_PROBLEMS TO WORK ON_.
- a) For each statement, say whether the double articulation text below agrees with it, answering yes or no and quoting the deciding words of the text exactly. (i) André Martinet first introduced the concept in 1949. (ii) Phonemes form the primary level of articulation. (iii) The sounds in "cat" can also be combined to make other words.
- b) Proceed with the double articulation text below, continuing from its last sentence.

_TEXT SECTION_.
In linguistics, double articulation, duality of patterning, or duality is the fundamental language phenomenon consisting of the use of combinations of a small number of meaningless elements (sounds, that is, phonemes) to produce a large number of meaningful elements (words, actually morphemes). Its name refers to this two-level structure inherent to sign systems, many of which are composed of these two kinds of elements: 1) distinctive but meaningless and 2) significant or meaningful.

Theory
Double articulation refers to the twofold structure of the stream of speech, which can be primarily divided into meaningful signs (like words or morphemes), and then secondarily into distinctive elements (like sounds or phonemes). For example, the meaningful English word "cat" is composed of the sounds /k/, /æ/, and /t/, which are meaningless as separate individual sounds (and which can also be combined to form the separate words "tack" and "act", with distinct meanings). These sounds, called phonemes, represent the secondary and lowest level of articulation in the hierarchy of the organization of speech. Higher, primary, levels of organization (including morphology, syntax, and semantics) govern the combination of these individually meaningless phonemes into meaningful elements.

History
The French concept of double articulation was first introduced by André Martinet in 1949, and elaborated in his Eléments de linguistique générale (1960). The English translation double articulation is a French calque for double articulation (spelled exactly the same in French). It may also be termed duality of patterning.

_Position annotation records_.

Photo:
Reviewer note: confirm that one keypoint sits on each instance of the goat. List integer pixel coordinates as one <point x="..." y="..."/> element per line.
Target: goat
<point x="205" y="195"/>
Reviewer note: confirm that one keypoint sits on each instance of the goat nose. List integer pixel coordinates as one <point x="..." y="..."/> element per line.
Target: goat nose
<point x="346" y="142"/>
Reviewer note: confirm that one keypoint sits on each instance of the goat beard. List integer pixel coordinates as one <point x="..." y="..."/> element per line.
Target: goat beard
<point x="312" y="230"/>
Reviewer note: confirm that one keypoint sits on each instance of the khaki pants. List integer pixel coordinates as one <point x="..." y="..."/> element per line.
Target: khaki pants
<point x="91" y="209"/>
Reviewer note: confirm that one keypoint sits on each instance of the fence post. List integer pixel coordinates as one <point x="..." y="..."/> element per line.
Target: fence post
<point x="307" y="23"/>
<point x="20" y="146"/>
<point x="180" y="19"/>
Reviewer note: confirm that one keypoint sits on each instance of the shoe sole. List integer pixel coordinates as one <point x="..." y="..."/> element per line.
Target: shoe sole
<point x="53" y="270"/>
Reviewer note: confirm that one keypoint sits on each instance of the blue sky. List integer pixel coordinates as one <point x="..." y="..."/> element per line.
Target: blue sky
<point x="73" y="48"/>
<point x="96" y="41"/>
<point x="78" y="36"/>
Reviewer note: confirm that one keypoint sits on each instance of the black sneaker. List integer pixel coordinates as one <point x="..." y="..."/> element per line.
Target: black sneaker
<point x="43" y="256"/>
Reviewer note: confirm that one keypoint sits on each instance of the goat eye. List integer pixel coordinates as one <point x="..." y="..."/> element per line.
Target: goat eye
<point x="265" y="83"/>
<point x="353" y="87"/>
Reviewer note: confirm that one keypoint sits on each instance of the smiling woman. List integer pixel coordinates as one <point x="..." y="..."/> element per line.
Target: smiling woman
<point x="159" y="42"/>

_ANSWERS PROVIDED_.
- a)
(i) Yes: "first introduced by André Martinet in 1949"
(ii) No: "represent the secondary and lowest level of articulation"
(iii) Yes: "can also be combined to form the separate words "tack" and "act""

- b)
"Duality of patterning" was proposed by American linguist Charles F. Hockett in a 1958 textbook A course in modern linguistics. The two terms are similar but different, and Hockett and Martinet proposed their concepts independently. Both of them were probably inspired by Danish linguist Louis Hjelmslev's theory of "two planes" of human language. Hjelmslev proposed that human languages have two kinds of planes: planes of plereme ("fullness" in Greek) and planes of ceneme ("emptiness" in Greek). The planes of plereme contain meaningful units, and the planes of ceneme contain meaningless units that make up the meaningful units. For example, the cenemes of spoken language are phonemes, while the pleremes are morphemes or words; the cenemes of alphabetic writing are the letters and the pleremes are the words.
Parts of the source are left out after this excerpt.